Description of the task: Copy out all of the data exactly as it appears.
============
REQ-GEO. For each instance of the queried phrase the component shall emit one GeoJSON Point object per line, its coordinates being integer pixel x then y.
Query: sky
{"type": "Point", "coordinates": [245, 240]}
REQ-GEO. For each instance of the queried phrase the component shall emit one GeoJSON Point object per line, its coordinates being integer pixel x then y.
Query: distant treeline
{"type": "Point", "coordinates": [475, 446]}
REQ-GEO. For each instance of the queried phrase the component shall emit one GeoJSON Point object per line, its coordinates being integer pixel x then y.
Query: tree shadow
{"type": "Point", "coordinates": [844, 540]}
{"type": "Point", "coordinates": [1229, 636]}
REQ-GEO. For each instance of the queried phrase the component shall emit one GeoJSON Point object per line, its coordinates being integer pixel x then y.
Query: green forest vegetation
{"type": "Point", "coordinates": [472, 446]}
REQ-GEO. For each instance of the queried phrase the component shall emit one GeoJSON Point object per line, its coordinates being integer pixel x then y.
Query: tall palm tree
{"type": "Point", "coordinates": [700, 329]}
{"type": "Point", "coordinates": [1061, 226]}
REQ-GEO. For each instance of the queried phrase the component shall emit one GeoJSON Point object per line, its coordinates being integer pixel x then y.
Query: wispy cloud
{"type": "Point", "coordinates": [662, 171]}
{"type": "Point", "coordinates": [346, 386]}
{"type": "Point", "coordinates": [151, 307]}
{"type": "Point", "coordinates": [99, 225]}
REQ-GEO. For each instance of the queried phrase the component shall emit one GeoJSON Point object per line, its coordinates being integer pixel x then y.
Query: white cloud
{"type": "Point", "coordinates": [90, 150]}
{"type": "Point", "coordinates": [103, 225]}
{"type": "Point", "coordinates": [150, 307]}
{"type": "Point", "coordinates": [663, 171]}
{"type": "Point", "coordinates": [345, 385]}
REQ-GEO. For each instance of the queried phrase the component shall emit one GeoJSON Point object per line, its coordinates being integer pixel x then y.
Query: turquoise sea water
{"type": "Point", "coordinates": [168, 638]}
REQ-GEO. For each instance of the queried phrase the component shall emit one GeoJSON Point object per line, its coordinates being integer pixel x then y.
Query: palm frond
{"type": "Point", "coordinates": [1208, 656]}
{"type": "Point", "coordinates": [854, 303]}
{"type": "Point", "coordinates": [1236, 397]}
============
Result for this exercise:
REQ-GEO. For each instance of the queried phrase the component shall emit one GeoJSON Point object per line, its coordinates being integer pixel x then y.
Query: sky
{"type": "Point", "coordinates": [245, 240]}
REQ-GEO. For each instance of the queried phrase the component shall emit one GeoJSON Point object per line, its coordinates being integer pixel x then y.
Query: distant treeline
{"type": "Point", "coordinates": [475, 446]}
REQ-GEO. For each instance of the queried phrase the component shall emit one GeoJSON Point object per line, its coordinates being integer pixel x then y.
Query: tree shadow
{"type": "Point", "coordinates": [844, 540]}
{"type": "Point", "coordinates": [1229, 636]}
REQ-GEO. For each instance of the queried phrase the component shall emit one GeoJSON Point object per line, its coordinates being integer pixel x then y.
Query: green forest vegetation
{"type": "Point", "coordinates": [472, 446]}
REQ-GEO. For each instance of the queried phrase the component shall emit one GeoJSON Point object per line, its coordinates being integer pixel x then y.
Query: tall palm tree
{"type": "Point", "coordinates": [700, 329]}
{"type": "Point", "coordinates": [1061, 226]}
REQ-GEO. For each instance of the queried phrase the component shall emit one GeoJSON Point object per line, its coordinates being integer pixel x then y.
Query: wispy cloud
{"type": "Point", "coordinates": [662, 171]}
{"type": "Point", "coordinates": [346, 386]}
{"type": "Point", "coordinates": [151, 307]}
{"type": "Point", "coordinates": [99, 225]}
REQ-GEO. For each instance of the queried phrase the component shall emit one GeoJSON Point object per line, its coordinates being integer pixel x then y.
Query: white cloud
{"type": "Point", "coordinates": [90, 150]}
{"type": "Point", "coordinates": [103, 225]}
{"type": "Point", "coordinates": [150, 307]}
{"type": "Point", "coordinates": [663, 171]}
{"type": "Point", "coordinates": [345, 385]}
REQ-GEO. For each instance of the queried phrase the component shall emit one GeoJSON Point object per line, its coordinates being integer pixel x then y.
Query: turquoise sea water
{"type": "Point", "coordinates": [168, 638]}
REQ-GEO. For each instance of the queried phrase the component shall emit one GeoJSON Point object per line, its coordinates being integer pixel x then y.
Query: palm frond
{"type": "Point", "coordinates": [1208, 656]}
{"type": "Point", "coordinates": [854, 303]}
{"type": "Point", "coordinates": [1236, 397]}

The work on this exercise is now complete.